● **Required task**: Can you repeat all the items below with "Habitat-census task" swapped for "Point-labeling task" everywhere and nothing else changed, leaving the pictures out of your answer?

● **Entries from a dataset**:
···

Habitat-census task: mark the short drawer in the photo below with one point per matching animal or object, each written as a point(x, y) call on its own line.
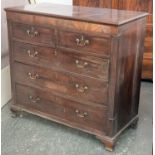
point(85, 42)
point(79, 87)
point(70, 61)
point(34, 34)
point(61, 108)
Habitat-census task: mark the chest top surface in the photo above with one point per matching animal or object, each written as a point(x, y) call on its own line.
point(88, 14)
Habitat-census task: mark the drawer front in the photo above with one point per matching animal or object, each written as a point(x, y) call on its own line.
point(147, 68)
point(74, 112)
point(31, 54)
point(84, 64)
point(62, 59)
point(82, 88)
point(34, 34)
point(83, 42)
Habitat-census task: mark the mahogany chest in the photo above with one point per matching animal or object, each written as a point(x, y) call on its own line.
point(78, 66)
point(134, 5)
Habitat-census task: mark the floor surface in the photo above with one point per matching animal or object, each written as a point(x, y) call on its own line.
point(33, 135)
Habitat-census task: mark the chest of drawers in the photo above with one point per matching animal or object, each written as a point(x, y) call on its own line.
point(77, 66)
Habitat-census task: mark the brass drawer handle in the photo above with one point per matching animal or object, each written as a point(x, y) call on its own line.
point(77, 62)
point(79, 114)
point(81, 89)
point(32, 32)
point(34, 99)
point(33, 76)
point(32, 55)
point(82, 42)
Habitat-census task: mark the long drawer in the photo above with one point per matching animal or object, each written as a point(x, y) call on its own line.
point(74, 112)
point(85, 42)
point(80, 87)
point(34, 34)
point(70, 61)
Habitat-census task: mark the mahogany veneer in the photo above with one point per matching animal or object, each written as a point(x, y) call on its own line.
point(77, 66)
point(134, 5)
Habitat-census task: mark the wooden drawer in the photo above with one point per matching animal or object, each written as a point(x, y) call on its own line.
point(85, 42)
point(62, 59)
point(147, 68)
point(78, 87)
point(58, 107)
point(34, 34)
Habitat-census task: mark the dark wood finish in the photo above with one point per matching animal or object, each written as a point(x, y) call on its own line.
point(79, 69)
point(81, 87)
point(134, 5)
point(57, 106)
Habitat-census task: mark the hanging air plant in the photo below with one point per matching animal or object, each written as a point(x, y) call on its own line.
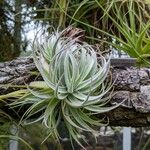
point(72, 90)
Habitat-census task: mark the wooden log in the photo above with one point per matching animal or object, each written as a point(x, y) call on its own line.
point(132, 85)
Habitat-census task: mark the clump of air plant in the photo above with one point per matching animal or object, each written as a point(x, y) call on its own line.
point(72, 89)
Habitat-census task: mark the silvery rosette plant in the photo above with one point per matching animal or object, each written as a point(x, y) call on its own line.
point(72, 90)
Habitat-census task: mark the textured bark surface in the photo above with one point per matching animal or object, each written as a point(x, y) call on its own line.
point(131, 87)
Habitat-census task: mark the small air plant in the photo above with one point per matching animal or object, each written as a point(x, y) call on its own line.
point(72, 90)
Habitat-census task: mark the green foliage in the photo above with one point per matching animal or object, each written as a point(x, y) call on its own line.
point(73, 89)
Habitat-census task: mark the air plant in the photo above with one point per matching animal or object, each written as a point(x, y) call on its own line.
point(73, 87)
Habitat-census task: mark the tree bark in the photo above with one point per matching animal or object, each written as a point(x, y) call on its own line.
point(131, 89)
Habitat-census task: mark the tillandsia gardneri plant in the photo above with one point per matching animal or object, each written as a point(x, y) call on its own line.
point(72, 90)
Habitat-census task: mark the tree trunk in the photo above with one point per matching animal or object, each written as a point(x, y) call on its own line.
point(131, 89)
point(17, 28)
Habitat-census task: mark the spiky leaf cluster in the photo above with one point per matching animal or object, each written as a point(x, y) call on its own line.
point(72, 89)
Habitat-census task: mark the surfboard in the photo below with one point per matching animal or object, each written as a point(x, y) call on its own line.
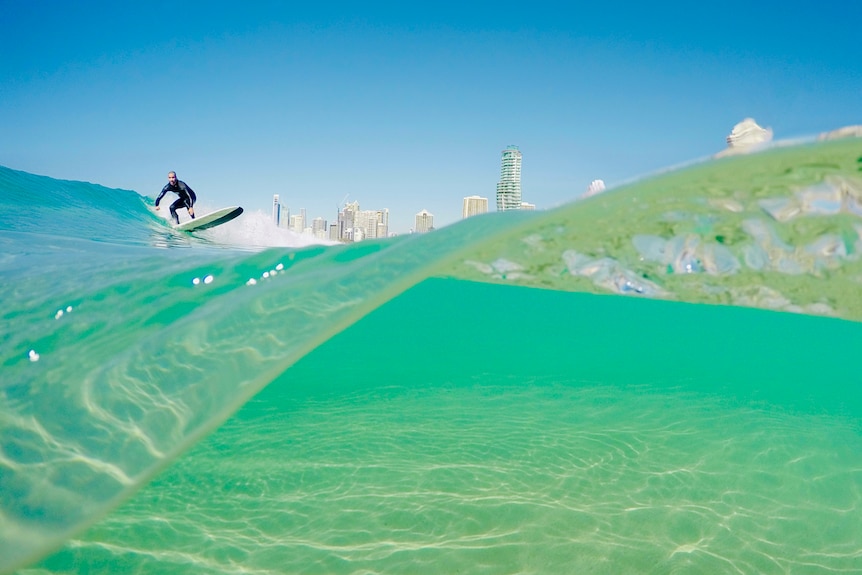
point(210, 220)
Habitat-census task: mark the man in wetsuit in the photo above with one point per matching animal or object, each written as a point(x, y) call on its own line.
point(186, 195)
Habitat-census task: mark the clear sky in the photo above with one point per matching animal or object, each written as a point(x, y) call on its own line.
point(407, 105)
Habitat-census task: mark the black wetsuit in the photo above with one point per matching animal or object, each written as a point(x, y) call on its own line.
point(186, 198)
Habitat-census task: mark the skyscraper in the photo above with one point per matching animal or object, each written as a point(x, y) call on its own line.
point(509, 188)
point(276, 210)
point(424, 222)
point(473, 206)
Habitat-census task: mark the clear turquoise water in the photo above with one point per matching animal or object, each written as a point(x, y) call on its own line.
point(418, 405)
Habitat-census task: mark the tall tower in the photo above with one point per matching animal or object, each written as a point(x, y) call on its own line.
point(424, 222)
point(509, 188)
point(473, 206)
point(276, 210)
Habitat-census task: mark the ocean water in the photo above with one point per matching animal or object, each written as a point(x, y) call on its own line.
point(663, 378)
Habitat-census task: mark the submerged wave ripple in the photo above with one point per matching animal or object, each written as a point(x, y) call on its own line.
point(145, 361)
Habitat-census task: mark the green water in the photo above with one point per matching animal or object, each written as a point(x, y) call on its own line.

···

● **Exercise output**:
Point-labeling task: mark the short drawer in the photo below with one point per matching animal or object, each written as a point(x, y) call on its own line.
point(85, 42)
point(79, 87)
point(70, 61)
point(34, 34)
point(61, 108)
Point-labeling task: mark the chest top surface in the photo above with one point per matching animal or object, each written as a point(x, y) call on its own line.
point(88, 14)
Point-labeling task: mark the drawer front in the photo above with one point per matching animal or object, each written as a point(x, y) call on its own line.
point(147, 68)
point(74, 112)
point(31, 54)
point(84, 64)
point(62, 59)
point(82, 88)
point(34, 34)
point(83, 42)
Point-labeling task: mark the mahogany chest in the photo above with one point per matching animal or object, each written as a point(x, y) call on its own line.
point(78, 66)
point(134, 5)
Point-labeling task: mark the floor surface in the photo above with one point per matching animal or object, each written as a point(x, y) call on its own line.
point(33, 135)
Point-labeling task: mark the chest of drawers in the photo above with one point per matching animal or object, each written as a point(x, y) call on its own line.
point(77, 66)
Point-labeling task: mark the brass drawer handle in the photo above with one point per matching animal or object, each written as a point(x, y) call on its own line.
point(77, 62)
point(79, 114)
point(81, 89)
point(32, 32)
point(34, 99)
point(33, 76)
point(32, 55)
point(82, 42)
Point-labeling task: mark the long drawer in the photo above with one point per matching animal or object, each written as a point(x, y) call on its own line.
point(74, 112)
point(85, 42)
point(80, 87)
point(34, 34)
point(70, 61)
Point-labeling task: mark the mahogany veneer in the photo above with one point per matching animal or object, each written as a point(x, y) call on its own line.
point(77, 66)
point(134, 5)
Point-labeling task: mark the wooden drawer in the photo above with one point per matching animal or object, each written as a point(x, y) call on its own line.
point(85, 42)
point(62, 59)
point(147, 68)
point(78, 87)
point(58, 107)
point(34, 34)
Point-labeling task: mark the dark wood finish in the photo above with one point per matching animal or object, each written as a point(x, y) call on its own line.
point(79, 69)
point(81, 87)
point(134, 5)
point(57, 106)
Point-labeling task: mark the hanging air plant in the photo below with one point per matching animal or object, each written as a point(x, y) call on its own line.
point(72, 90)
Point-labeling task: mark the wooden log in the photo above with one point per matching animal or object, each written as a point(x, y) call on its own line.
point(132, 85)
Point-labeling task: mark the clump of air plant in the photo above with one point per matching animal or object, each written as a point(x, y) call on its own line.
point(72, 89)
Point-labeling task: mark the silvery rosette plant in the photo above with one point per matching animal or object, each written as a point(x, y) call on its own line.
point(72, 90)
Point-labeling task: mark the textured bark surface in the photo above with one point per matching animal or object, each written as a point(x, y) call on its own line.
point(131, 87)
Point-labeling task: mark the small air plant in the photo above with one point per matching animal or object, each written as a point(x, y) call on its own line.
point(72, 90)
Point-labeling task: mark the green foliage in the photo above with one point per matching animal or object, each written as a point(x, y) call on its own line.
point(73, 89)
Point-labeling task: mark the air plant in the photo above with one point per matching animal or object, each written as a point(x, y) call on its own line.
point(73, 87)
Point-labeling task: mark the tree bark in the photo above with one point per matching animal or object, each written as a point(x, y) call on its own line.
point(131, 89)
Point-labeling task: mark the tillandsia gardneri plant in the photo above with one point per matching animal or object, each written as a point(x, y) call on its own line.
point(72, 90)
Point-labeling task: mark the tree trunk in the photo above with one point per matching animal or object, each written as a point(x, y) call on its own line.
point(131, 89)
point(17, 28)
Point-labeling task: mark the spiky leaf cluster in the photo above with one point per matching animal or object, each written as a point(x, y) call on its own line.
point(72, 89)
Point-labeling task: mark the surfboard in the photo below with one point per matching animal or object, each written as a point(x, y) call on its own line.
point(210, 220)
Point-labeling task: mark the man in wetsuit in the photo above with one point per matching animal or object, each written as a point(x, y) call on its own line.
point(186, 195)
Point-labeling task: mark the clear sky in the photo above with one point per matching animal or object, each written as a point(x, y) call on its own line.
point(407, 105)
Point-labeling task: mark the black wetsuit in the photo above with one point per matching animal or object, each written as a point(x, y) call on its own line.
point(186, 198)
Point-labeling task: mark the skyscraper in the photo above with one point per matching animal or object, each written as a point(x, y) call on its own line.
point(509, 188)
point(276, 210)
point(424, 222)
point(473, 206)
Point-labeling task: mark the clear turquoise water in the photo above with one point per matching animal or object, each written as a point(x, y) call on its own line.
point(418, 405)
Point-labeling task: mark the tall tower in the photo above with one point per matching animal or object, each written as a point(x, y) call on its own line.
point(424, 222)
point(509, 188)
point(473, 206)
point(276, 210)
Point-labeling task: mark the ocean water in the photo above with one point per matching animal or object, each written as a point(x, y) call on its own line.
point(663, 378)
Point-labeling task: mark the submerged wave ripple in the photo above with one point per matching animal or object, each written as a point(x, y) call on its own line.
point(145, 361)
Point-labeling task: mark the green water in the photo above with one point per matching animal or object, each written as a point(x, y) call on its own line.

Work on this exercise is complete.